[Collected data entries]
/---

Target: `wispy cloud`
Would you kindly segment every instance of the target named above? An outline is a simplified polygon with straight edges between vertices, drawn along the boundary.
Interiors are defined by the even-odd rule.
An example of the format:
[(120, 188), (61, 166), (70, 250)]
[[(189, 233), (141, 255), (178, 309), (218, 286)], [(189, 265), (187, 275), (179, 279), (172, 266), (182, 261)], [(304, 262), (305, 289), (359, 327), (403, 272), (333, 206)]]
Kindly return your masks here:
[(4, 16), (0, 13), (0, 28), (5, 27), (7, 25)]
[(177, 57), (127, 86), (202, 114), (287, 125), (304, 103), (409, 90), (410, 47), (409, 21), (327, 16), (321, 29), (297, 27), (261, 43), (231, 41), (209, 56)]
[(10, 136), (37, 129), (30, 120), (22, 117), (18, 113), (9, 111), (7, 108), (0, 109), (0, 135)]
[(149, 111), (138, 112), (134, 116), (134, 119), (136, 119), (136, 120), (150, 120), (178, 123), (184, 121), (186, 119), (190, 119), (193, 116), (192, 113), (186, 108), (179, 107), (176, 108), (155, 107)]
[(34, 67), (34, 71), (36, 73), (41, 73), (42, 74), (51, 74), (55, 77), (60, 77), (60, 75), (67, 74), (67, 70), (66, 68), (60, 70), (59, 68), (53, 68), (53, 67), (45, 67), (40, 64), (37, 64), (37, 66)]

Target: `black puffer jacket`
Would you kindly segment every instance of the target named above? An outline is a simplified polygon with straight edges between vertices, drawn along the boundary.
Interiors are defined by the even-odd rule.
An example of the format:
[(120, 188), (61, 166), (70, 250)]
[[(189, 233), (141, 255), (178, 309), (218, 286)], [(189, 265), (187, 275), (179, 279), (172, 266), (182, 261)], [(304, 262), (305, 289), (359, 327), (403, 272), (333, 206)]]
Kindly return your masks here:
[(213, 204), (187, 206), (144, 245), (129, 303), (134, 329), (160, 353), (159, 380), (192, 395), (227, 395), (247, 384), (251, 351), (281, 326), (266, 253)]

\---

■ Written problem ■
Scale the stretch of the listing from its start through the line containing "[(4, 16), (0, 13), (0, 28), (5, 27), (7, 25)]", and reproduce every line, requests included. Multiply each coordinate in the answer outlines by 2.25 and round to whole numbers, with halves rounded up, while leaving the numbers in the requests and their format samples unchanged.

■ Response below ■
Target: `wispy cloud`
Would you kindly segment every instance of the target named above? An outline is a simplified polygon with straight edges between vertices, drawn along the boundary.
Interiors are defined by the even-odd rule.
An example of the format:
[(120, 188), (61, 166), (70, 250)]
[[(189, 233), (141, 255), (178, 309), (218, 286)], [(189, 265), (187, 275), (179, 279), (172, 266), (182, 261)], [(304, 262), (305, 289), (359, 327), (403, 272), (333, 206)]]
Kindly return your masks here:
[(9, 36), (0, 29), (0, 63), (11, 61), (16, 56)]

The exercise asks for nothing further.